This is encouraging as im looking at getting the inf5 fan fret or the collesium 5 string fan fret from the same brand
Hoping they are as good as this


----------



## lewis (May 26, 2020)

mark domestic bliss said:


> This is encouraging as im looking at getting the inf5 fan fret or the collesium 5 string fan fret from the same brand
> Hoping they are as good as this


I heard people send back the Collesium on here which is a real shame as both the 5 and 6 strings looked incredible.

Im going to be chancing the 6 in october when its back in stock.

My INF however I cannot fault. Neck was perfect straight on delivery and it plays so so well. Fret ends on mine are fine too and with an oil up the board gets nice and black.

Only issue is my "active" mode on the preamp sounds weak as balls so atm Im using the Passive mode only and that sounds fine until I upgraded the electronics.
Its a perfect mod platform given how well it plays.

EDIT: A friend of mine bought the 5 string a few days after I got mine and he raves about his too still to this day. Think he kept his stock and he has no problem with its playability or the pickups either


----------



## mark domestic bliss (May 26, 2020)

Might just get the 5 version of this one then lol
Artec se-3pa and pick up change.....


----------



## lewis (May 26, 2020)

## Dataset records
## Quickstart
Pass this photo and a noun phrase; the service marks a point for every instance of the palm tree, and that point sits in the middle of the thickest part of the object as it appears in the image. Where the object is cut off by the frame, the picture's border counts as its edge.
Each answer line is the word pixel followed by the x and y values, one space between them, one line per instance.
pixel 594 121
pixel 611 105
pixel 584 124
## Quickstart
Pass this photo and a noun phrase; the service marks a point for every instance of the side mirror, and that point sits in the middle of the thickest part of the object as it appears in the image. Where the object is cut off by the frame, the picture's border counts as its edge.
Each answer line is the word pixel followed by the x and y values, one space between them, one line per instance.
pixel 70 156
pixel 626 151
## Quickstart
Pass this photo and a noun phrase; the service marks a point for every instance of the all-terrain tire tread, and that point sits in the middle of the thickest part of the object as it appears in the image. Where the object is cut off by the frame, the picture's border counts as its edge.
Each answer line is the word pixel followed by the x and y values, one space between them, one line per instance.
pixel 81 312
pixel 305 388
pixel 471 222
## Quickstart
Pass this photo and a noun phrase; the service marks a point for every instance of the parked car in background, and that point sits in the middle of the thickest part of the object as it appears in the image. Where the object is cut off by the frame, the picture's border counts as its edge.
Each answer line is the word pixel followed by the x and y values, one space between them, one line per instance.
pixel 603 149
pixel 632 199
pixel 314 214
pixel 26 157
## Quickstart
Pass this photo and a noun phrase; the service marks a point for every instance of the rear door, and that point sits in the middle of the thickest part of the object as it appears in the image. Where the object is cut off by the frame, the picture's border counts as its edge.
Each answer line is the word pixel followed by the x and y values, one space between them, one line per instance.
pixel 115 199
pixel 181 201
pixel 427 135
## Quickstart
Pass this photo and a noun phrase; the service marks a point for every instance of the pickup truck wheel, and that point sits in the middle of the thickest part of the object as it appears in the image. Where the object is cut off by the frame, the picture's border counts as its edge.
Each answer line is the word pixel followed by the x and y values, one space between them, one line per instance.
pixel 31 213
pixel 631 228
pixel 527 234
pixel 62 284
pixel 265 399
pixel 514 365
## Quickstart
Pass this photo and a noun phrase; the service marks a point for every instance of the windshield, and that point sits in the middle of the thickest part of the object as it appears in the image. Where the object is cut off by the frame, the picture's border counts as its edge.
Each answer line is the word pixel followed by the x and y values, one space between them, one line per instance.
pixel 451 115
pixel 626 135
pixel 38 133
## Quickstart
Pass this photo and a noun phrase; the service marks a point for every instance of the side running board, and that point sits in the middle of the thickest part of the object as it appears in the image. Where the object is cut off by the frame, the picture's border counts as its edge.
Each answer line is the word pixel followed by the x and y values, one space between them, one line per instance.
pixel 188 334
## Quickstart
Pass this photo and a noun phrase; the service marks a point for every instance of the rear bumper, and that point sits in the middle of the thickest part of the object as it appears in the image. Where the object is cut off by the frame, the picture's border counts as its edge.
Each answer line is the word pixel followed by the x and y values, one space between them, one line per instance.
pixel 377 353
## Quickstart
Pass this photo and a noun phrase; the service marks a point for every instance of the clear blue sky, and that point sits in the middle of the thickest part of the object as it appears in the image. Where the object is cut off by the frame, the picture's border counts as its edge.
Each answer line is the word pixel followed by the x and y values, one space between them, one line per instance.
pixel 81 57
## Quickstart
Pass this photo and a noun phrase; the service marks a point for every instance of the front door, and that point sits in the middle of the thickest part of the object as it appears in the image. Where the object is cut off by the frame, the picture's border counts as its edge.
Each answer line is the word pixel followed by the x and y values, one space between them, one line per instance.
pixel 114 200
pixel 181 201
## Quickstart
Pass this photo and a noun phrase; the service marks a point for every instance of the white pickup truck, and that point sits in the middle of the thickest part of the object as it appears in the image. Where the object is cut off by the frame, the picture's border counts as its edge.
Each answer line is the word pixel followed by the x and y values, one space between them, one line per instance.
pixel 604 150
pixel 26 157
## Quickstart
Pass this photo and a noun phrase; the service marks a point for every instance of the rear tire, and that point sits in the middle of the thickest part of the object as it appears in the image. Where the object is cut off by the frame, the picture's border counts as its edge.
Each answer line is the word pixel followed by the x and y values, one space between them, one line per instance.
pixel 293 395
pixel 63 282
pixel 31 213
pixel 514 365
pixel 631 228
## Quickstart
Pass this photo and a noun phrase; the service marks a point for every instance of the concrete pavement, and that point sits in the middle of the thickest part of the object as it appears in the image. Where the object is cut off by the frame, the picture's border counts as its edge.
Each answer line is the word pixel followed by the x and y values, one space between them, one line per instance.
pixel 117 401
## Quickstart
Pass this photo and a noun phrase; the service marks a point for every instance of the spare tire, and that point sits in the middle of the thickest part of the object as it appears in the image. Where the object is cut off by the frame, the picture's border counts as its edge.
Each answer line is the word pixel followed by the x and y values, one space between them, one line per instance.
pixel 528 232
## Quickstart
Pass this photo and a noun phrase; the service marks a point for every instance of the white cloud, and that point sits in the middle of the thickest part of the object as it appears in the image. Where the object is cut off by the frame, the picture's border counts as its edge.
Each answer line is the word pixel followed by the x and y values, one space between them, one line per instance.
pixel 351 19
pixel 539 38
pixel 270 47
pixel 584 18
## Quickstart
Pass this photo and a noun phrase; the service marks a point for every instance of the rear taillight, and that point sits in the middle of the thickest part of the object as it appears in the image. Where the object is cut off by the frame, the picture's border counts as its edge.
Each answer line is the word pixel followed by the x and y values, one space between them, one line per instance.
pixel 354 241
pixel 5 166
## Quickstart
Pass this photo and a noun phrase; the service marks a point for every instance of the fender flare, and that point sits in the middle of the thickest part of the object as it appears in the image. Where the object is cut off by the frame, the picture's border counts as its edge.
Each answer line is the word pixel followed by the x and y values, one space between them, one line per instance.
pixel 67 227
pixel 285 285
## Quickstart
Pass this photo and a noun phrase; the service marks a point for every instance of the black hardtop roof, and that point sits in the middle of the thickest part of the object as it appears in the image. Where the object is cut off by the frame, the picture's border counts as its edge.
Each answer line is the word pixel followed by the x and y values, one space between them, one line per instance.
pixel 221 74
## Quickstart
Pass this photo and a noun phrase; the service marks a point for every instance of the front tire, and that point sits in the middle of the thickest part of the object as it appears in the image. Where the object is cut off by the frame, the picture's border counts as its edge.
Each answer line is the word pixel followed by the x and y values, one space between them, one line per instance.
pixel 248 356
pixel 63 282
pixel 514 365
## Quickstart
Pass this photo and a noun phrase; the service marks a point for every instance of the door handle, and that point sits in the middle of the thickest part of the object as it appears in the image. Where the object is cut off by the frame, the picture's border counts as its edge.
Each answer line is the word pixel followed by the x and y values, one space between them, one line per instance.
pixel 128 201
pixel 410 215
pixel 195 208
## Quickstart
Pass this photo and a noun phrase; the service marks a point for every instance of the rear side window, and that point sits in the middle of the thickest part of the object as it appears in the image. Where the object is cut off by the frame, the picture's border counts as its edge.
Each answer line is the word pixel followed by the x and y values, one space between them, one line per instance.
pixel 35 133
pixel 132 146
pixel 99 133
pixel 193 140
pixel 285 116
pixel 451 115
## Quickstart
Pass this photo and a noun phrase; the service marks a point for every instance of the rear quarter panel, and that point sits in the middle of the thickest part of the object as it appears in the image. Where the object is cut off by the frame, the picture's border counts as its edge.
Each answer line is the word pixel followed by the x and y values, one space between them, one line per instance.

## Given request
According to the forum thread, when does lewis intend to buy the 6-string Collesium? The material is separate from the forum thread and unrelated to it.

## Final result
In October, when it is back in stock.